── Data records ──
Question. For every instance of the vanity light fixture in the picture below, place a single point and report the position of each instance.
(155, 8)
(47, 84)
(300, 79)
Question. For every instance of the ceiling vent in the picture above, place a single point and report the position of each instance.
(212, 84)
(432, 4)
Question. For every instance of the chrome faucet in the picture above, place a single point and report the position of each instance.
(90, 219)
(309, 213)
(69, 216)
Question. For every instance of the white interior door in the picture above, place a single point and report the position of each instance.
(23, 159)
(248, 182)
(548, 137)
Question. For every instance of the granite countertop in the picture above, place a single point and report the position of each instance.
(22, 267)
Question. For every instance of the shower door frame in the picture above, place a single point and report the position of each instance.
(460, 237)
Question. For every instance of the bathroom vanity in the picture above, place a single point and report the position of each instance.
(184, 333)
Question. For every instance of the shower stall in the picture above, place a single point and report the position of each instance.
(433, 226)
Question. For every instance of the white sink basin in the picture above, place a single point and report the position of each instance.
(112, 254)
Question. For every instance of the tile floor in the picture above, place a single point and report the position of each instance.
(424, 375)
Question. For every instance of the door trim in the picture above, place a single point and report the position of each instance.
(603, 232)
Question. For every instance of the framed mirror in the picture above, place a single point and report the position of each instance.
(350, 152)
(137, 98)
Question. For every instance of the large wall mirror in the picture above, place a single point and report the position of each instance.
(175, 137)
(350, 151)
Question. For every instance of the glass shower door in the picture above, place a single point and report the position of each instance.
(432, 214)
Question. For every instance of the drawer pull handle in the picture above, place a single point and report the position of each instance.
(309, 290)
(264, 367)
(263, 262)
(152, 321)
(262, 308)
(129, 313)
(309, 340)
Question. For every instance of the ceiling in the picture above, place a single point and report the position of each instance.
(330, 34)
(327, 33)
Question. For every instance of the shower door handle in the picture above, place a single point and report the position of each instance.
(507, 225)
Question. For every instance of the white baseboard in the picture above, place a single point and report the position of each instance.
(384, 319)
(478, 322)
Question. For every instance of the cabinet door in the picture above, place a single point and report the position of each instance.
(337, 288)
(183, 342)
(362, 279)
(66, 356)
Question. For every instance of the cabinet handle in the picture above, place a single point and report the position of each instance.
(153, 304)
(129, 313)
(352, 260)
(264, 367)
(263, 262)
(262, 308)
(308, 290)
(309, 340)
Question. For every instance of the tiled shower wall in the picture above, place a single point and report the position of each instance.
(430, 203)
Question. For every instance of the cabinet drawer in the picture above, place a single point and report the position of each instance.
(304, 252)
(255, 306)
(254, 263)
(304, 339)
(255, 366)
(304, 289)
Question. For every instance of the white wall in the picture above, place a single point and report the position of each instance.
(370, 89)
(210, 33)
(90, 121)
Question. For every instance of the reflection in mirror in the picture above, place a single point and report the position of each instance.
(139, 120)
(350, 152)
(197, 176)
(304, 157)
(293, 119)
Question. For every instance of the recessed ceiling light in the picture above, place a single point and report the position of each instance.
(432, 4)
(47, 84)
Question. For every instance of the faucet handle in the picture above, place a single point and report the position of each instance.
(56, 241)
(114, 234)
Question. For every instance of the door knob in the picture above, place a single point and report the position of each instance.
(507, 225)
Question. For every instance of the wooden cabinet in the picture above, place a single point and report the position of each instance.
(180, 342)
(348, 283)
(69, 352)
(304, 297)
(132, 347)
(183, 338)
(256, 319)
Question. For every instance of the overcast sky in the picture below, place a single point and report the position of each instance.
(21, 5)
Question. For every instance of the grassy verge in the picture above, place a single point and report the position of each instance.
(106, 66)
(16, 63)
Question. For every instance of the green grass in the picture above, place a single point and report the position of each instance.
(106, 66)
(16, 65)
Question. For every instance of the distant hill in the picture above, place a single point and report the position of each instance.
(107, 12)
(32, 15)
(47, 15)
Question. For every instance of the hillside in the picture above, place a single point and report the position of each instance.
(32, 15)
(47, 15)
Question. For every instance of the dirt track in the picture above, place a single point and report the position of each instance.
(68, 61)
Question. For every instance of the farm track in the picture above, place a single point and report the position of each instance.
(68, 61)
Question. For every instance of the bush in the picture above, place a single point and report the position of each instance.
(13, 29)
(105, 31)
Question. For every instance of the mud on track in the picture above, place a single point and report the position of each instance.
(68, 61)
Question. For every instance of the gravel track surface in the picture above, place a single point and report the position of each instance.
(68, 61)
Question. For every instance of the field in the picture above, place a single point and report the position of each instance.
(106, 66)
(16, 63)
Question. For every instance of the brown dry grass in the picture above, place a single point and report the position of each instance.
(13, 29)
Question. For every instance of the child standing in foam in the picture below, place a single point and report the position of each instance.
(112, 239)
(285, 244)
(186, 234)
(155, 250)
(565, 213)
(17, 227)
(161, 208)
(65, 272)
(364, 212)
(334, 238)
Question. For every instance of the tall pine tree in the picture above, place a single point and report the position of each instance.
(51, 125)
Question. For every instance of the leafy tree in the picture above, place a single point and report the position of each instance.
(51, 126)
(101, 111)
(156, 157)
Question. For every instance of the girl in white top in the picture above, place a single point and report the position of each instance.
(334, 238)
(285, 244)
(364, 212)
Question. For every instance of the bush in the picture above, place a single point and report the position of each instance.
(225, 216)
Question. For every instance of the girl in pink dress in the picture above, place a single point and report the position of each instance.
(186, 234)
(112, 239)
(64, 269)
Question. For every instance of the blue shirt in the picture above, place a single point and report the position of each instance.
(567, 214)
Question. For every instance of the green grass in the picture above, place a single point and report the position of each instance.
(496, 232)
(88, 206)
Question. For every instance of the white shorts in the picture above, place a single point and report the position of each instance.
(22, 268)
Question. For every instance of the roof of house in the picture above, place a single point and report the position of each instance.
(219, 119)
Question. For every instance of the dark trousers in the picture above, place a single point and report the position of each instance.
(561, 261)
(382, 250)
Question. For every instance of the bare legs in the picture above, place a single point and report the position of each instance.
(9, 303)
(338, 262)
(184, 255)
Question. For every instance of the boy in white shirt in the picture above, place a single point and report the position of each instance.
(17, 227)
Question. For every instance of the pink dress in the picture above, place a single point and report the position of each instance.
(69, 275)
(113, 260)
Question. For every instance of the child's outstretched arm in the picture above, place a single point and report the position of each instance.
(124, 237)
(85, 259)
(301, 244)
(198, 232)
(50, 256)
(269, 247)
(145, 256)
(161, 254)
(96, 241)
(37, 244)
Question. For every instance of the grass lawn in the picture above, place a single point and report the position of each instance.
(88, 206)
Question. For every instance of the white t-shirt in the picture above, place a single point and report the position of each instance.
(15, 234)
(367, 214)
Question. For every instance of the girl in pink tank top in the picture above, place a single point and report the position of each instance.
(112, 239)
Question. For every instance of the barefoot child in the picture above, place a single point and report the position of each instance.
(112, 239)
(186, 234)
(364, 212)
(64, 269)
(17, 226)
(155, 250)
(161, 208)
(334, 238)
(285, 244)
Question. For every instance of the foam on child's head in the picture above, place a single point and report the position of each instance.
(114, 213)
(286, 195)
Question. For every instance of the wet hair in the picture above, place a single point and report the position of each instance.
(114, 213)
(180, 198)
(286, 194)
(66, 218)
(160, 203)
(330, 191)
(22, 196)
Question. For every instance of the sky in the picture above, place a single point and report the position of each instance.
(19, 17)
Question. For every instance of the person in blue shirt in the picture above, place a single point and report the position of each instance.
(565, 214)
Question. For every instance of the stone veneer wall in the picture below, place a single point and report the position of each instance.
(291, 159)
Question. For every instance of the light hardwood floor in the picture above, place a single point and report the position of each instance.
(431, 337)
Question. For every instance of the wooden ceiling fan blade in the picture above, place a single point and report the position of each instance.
───
■ Written instruction ■
Rewrite every line from the one containing "Question. For every instance of the white t-shirt" through the last line above, inclusive, requests included. Multiply each point coordinate in the answers by 1.6 and round to the nearest whole number, with halves rounded up.

■ Solution ■
Question. For every instance of the white t-shirt in the picture above, place a single point and report the position of each instance.
(24, 374)
(587, 342)
Question. For every instance of the girl in pink tank top in the picture above, place a single point and report the position of each instance.
(179, 382)
Question. For every instance of the barefoot child in the picture above, place a single point and report the position of each instance.
(179, 382)
(298, 374)
(582, 339)
(102, 430)
(27, 362)
(248, 400)
(258, 333)
(534, 381)
(456, 390)
Question. For every instance of the foam on child's head in the picture above, place a single point and report the position of each instance.
(182, 341)
(458, 312)
Question. For every instance of the wet hair in the picture above, place a single point and report the position of each instance.
(182, 341)
(288, 317)
(458, 310)
(106, 349)
(256, 325)
(528, 306)
(35, 314)
Question. For every instance of the sky in the picture above, place a single point and report the position of each instance.
(30, 27)
Question. For every instance of the person in blue shirt in the picture above, place a single point and report the position of each instance.
(904, 342)
Question. For every instance of the stone veneer wall in the picture below, place a single point and report the position of each instance.
(466, 254)
Question. For every instance of the light hardwood floor in the picture above, place a single point and report the position of each instance.
(690, 539)
Question. For every instance of the wooden ceiling fan blade in the picture above, place a single point and report the position of each instance.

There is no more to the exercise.